* [Page text]
# best stock engine cover color?



## kismetcapitan (Nov 25, 2005)

what's the sexiest, most bling in the engine bay?


----------



## MeLLoN Stu (Jun 9, 2005)

big fan of the red I must say, especially in the "crackle" finish.


----------



## Kanzen (Aug 2, 2007)

For stock, definitely the Nur-Spec gold.


----------



## tarmac terror (Jul 16, 2003)

Out of the stock colours I'd go for the red.

I do still love the Midori green crackle as an alternative non-stock colour.









TT


----------



## joker69 (Mar 13, 2006)

i love the silica breath covers from the nur.

the nicest aftermarket color is the blue/purple from mine's

cheers


----------



## xxl225 (Oct 31, 2005)

nur my good man:squintdan 

the only way to fly:chuckle:


----------



## RSVFOUR (May 1, 2006)

hardly enough choices for a poll. 

question is surely - what colour engine covers do you think looks best.

Anyone changing the colour isnt restricted by the standard choice.


----------



## JBwangan (Oct 18, 2006)

That Midori motor is sooo good.


----------



## matty32 (Dec 18, 2005)

what nick has on his mines 34


----------



## R33_GTS-t (Apr 27, 2005)

Z2 silver.... and back to reality. R-tune red crackle looks good as well.

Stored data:
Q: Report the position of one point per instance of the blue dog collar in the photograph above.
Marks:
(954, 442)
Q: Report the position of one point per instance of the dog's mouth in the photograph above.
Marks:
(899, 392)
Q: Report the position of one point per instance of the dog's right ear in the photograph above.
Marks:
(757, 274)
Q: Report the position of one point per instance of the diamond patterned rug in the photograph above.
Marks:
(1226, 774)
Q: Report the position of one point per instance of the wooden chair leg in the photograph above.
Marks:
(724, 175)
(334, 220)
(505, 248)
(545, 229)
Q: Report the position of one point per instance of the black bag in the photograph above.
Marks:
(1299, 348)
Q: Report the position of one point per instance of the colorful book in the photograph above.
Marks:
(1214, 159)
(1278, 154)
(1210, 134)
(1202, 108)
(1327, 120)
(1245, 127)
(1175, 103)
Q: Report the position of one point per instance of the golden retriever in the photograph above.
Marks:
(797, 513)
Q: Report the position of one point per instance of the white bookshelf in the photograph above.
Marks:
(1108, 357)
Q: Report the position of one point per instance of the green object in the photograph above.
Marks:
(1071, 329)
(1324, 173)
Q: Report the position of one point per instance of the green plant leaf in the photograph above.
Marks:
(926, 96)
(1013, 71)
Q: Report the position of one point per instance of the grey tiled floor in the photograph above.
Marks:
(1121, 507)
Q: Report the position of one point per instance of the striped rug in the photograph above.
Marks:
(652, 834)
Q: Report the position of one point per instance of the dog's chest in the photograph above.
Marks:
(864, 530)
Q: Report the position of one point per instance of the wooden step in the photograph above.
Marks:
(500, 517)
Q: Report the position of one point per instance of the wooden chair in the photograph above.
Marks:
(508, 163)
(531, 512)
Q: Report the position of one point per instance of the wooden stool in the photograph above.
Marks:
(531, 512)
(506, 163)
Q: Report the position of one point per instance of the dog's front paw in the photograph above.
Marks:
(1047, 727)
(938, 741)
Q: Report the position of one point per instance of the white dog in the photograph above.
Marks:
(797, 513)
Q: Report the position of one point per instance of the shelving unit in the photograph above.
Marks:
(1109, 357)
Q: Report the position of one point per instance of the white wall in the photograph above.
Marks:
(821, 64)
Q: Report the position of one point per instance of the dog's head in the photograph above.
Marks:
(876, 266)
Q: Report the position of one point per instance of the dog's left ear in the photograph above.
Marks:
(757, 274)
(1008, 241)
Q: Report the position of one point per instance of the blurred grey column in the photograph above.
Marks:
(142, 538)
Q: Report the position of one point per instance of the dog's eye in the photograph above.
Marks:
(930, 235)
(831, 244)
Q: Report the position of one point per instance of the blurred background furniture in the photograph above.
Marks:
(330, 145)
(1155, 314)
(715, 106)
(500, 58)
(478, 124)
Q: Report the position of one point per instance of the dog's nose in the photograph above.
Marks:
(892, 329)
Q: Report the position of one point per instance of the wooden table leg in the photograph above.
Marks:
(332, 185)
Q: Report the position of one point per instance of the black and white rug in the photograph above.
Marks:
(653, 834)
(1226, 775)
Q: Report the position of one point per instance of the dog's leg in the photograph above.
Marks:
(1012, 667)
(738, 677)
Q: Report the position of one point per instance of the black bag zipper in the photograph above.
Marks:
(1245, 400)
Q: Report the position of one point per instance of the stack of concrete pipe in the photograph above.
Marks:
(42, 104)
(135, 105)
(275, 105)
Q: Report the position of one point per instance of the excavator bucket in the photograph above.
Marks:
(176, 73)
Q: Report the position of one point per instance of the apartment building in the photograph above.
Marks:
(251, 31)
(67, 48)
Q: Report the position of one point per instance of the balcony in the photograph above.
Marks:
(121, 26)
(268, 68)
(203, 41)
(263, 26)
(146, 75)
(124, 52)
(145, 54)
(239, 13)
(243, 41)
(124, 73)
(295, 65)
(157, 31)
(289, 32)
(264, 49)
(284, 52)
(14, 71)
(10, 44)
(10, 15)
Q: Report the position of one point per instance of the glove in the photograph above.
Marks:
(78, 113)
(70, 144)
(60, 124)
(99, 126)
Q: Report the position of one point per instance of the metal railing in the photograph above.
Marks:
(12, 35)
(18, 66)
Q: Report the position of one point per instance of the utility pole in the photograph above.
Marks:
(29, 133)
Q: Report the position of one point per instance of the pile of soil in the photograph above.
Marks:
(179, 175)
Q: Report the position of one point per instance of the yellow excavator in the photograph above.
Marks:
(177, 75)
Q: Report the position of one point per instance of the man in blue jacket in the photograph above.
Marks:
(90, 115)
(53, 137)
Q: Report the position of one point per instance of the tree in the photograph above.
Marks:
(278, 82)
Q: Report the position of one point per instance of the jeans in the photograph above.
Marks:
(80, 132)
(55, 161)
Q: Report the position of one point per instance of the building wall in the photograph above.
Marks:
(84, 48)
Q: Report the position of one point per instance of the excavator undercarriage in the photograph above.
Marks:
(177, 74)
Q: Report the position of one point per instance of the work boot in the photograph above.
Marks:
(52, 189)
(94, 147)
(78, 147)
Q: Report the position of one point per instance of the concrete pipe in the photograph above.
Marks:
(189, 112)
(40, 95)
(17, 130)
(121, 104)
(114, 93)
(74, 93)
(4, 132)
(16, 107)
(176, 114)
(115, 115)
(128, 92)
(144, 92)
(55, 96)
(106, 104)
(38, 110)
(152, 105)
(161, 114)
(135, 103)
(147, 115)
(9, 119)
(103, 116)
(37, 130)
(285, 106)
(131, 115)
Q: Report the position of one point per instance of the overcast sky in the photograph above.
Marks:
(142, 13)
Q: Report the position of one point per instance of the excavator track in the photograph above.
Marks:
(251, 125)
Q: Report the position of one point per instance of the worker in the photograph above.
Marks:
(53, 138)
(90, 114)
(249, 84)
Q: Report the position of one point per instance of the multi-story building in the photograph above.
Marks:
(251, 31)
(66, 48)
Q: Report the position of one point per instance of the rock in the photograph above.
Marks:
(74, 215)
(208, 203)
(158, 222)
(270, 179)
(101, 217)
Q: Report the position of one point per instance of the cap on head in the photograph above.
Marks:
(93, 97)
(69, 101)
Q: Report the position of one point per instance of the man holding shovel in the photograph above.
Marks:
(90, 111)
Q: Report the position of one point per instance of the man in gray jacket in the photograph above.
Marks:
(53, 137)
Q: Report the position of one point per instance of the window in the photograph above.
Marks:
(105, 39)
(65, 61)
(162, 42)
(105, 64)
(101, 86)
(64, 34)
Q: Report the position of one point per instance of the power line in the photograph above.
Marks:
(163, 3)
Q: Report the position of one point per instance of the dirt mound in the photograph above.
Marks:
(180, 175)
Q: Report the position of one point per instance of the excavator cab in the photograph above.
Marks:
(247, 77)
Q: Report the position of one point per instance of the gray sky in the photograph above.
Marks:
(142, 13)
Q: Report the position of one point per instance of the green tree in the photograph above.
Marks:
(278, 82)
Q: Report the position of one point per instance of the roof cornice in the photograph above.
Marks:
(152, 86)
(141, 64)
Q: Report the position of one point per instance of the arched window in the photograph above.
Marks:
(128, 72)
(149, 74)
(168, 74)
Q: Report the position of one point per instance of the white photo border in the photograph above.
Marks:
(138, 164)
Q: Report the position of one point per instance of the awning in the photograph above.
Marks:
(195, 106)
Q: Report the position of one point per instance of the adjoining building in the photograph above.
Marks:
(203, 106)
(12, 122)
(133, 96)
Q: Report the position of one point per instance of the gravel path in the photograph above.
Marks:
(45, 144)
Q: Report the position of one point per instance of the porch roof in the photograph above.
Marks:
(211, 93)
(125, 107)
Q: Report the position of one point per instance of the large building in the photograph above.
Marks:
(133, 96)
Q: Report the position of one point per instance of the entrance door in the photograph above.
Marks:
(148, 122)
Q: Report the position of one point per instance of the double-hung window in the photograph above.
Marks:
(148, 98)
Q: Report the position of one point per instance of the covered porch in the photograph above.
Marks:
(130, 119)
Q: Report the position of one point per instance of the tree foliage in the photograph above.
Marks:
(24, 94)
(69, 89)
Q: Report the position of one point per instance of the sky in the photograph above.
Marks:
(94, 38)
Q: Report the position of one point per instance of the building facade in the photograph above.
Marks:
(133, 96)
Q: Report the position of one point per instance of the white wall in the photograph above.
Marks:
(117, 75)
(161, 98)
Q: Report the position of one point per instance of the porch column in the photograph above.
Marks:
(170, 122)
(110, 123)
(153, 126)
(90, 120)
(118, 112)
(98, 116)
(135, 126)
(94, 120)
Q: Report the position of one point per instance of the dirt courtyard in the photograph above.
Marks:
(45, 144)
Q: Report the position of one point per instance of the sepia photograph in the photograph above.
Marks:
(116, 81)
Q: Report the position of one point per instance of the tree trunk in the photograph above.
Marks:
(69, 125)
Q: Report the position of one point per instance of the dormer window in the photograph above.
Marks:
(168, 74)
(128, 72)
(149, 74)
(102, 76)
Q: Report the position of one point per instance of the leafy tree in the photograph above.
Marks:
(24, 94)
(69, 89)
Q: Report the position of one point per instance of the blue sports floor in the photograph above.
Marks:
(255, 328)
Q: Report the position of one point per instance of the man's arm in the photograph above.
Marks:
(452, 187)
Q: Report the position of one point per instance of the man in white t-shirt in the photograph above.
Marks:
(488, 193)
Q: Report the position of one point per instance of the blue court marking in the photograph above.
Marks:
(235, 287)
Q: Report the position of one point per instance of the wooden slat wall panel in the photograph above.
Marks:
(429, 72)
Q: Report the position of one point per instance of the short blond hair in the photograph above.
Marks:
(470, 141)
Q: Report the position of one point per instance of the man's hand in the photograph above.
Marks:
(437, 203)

* [Work to do]
A. In the engine cover thread, which stock color does Kanzen choose?
B. Name every poster in the engine cover thread whose header shows a date in 2005.

* [Results in order]
A. The Nur-Spec gold.

B. kismetcapitan, MeLLoN Stu, xxl225, matty32, R33_GTS-t